Do this: Rewrite every entry below, replacing "innermost point" with "central point" throughout and leaving everything else unchanged.

*****

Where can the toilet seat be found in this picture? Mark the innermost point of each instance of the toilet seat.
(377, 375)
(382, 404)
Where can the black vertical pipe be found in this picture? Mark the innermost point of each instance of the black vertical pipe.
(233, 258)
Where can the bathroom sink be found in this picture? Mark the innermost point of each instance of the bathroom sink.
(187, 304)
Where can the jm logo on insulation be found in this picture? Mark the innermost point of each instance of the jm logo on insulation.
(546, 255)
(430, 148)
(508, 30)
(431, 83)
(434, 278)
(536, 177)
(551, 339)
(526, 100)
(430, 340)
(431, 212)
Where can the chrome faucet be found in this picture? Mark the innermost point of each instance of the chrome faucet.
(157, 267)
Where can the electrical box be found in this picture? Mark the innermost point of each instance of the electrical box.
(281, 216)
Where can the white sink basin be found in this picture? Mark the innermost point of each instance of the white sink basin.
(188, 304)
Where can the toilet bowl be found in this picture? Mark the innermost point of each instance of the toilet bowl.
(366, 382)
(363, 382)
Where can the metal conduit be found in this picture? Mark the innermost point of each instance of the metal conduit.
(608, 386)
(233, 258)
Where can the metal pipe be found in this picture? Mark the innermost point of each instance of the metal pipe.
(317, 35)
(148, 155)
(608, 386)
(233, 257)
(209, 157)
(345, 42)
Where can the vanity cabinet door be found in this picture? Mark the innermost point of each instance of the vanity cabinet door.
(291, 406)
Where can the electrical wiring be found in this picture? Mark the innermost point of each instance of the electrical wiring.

*****

Result of the task:
Where can the toilet seat be found in this picture? Mark the central point of each instance of the toilet seat.
(377, 375)
(382, 404)
Where can the black vertical pipe be found in this picture? Mark the central point of each instance of the black vertical pipe.
(233, 258)
Where can the bathroom sink be found in this picture? Mark the central point of each instance of the bathroom sink.
(187, 304)
Where can the jm logo on insulation be found in this picture? Mark the central point of each instance of the jm logo on insulation.
(546, 255)
(430, 148)
(508, 30)
(431, 83)
(434, 278)
(536, 177)
(551, 339)
(526, 100)
(430, 340)
(431, 212)
Where can the chrome faucet be found in this picture? Mark the central point of each instance of the chrome faucet.
(157, 267)
Where can the electrical box be found in this picture? Mark the central point of each instance of the electrical box.
(281, 216)
Where can the white sink basin be found in this picture? Mark the central point of each instance of the white sink basin.
(188, 304)
Where can the toilet bowl be found in this picture? Mark the central point of each instance of the toilet bowl.
(366, 382)
(363, 382)
Where can the metal conduit be found in this picture? Mark the central point of each instance of the metal conduit.
(608, 386)
(233, 258)
Where can the metal pipe be found in this picture? Mark the central point of each instance of the metal pipe.
(317, 35)
(148, 155)
(608, 386)
(233, 257)
(209, 157)
(345, 42)
Where can the vanity cabinet door be found in this picture? Mark the central point of each instance of the vanity cabinet door.
(291, 406)
Where can the electrical wiring be found in this picture? Mark the central point of each instance of the electrical wiring.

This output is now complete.